Intended for healthcare professionals

Editorials

Redesigning healthcare to fit with people

BMJ 2016; 354 doi: https://doi.org/10.1136/bmj.i4536 (Published 23 August 2016) Cite this as: BMJ 2016;354:i4536
  1. Kim Erwin, assistant professor, communication design methods1,
  2. Jerry A Krishnan, associate vice chancellor for population health2
  1. 1Institute of Design, Illinois Institute of Technology, Chicago, IL, USA
  2. 2University of Illinois at Chicago, Chicago, IL 60612, USA
  1. Correspondence to: J A Krishnan jakris{at}uic.edu

Design expertise can improve delivery of care

Healthcare expenditures vary fourfold across the globe, from less than 5% to nearly 20% of a nation’s gross domestic product.1 Higher levels of spending, however, have not necessarily produced better results, suggesting that some healthcare systems are more efficient than others.2 These observations have led to various efforts to improve the efficiency of care systems.

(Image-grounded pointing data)
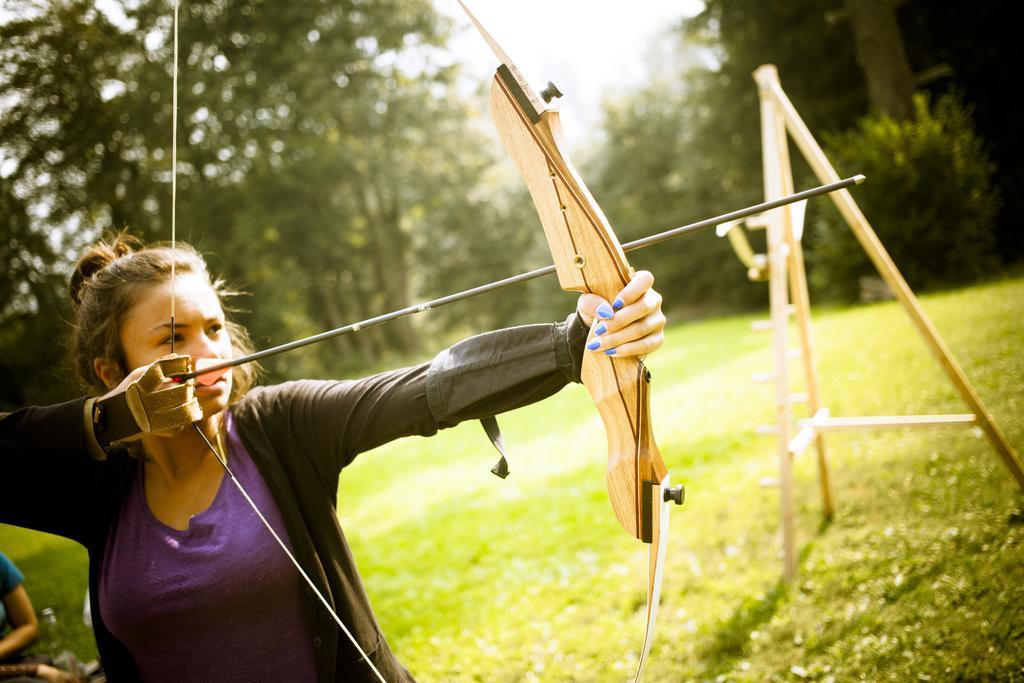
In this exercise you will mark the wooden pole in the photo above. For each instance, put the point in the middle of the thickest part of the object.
(771, 88)
(773, 130)
(802, 302)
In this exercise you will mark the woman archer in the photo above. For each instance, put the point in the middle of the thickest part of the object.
(185, 582)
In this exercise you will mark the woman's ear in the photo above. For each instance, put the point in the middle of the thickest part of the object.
(108, 371)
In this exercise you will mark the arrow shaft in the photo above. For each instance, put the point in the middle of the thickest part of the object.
(522, 278)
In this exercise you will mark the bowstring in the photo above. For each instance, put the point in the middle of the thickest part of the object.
(174, 163)
(220, 458)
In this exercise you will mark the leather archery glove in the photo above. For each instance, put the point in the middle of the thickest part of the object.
(146, 401)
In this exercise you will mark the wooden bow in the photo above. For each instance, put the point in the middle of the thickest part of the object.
(589, 258)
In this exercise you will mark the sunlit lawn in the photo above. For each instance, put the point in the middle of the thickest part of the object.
(530, 579)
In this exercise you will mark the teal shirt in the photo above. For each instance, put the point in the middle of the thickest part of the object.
(10, 579)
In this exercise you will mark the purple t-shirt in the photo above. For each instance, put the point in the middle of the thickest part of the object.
(218, 601)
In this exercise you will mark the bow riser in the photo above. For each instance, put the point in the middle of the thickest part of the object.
(588, 258)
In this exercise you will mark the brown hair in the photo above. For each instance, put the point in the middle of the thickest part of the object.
(103, 289)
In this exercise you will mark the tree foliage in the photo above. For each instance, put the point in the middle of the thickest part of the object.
(325, 163)
(931, 200)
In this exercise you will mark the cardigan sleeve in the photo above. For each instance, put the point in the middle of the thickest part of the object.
(334, 421)
(45, 458)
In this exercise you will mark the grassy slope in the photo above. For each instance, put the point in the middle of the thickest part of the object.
(530, 579)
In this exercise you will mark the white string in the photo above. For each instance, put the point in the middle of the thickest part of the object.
(174, 163)
(218, 456)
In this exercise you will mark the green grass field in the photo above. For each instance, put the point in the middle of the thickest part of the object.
(919, 577)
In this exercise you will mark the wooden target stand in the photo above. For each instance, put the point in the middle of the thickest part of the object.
(782, 266)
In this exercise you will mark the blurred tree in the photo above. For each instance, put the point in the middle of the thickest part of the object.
(324, 160)
(882, 55)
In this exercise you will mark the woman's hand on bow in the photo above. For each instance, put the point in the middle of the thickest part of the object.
(632, 325)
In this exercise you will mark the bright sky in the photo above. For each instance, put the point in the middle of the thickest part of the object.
(589, 48)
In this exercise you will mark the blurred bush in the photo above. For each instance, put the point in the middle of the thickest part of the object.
(930, 197)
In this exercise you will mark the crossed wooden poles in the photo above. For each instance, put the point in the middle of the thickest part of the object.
(783, 267)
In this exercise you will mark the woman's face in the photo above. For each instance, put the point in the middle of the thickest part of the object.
(200, 332)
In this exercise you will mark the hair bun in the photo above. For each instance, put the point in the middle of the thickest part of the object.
(97, 257)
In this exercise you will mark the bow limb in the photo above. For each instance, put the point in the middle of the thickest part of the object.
(589, 258)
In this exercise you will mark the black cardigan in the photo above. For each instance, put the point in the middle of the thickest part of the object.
(300, 434)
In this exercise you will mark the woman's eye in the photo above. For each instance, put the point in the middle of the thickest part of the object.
(167, 340)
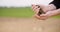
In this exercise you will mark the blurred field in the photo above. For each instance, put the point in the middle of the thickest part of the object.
(16, 12)
(21, 12)
(20, 20)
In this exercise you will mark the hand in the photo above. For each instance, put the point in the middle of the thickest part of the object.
(47, 15)
(35, 8)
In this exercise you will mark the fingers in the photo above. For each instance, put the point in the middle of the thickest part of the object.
(42, 17)
(35, 8)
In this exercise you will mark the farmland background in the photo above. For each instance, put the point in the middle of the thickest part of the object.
(17, 16)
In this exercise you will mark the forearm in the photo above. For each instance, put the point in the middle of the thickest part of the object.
(55, 12)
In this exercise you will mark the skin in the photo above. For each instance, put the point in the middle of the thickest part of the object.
(49, 10)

[REQUIRED ACTIONS]:
(1) List every figure the healthcare redesign editorial gives to describe national healthcare expenditures.
(2) In the healthcare redesign editorial, what position does Jerry A Krishnan hold?

[RESPONSES BY ITEM NUMBER]:
(1) fourfold; less than 5% of gross domestic product; nearly 20% of gross domestic product

(2) Associate vice chancellor for population health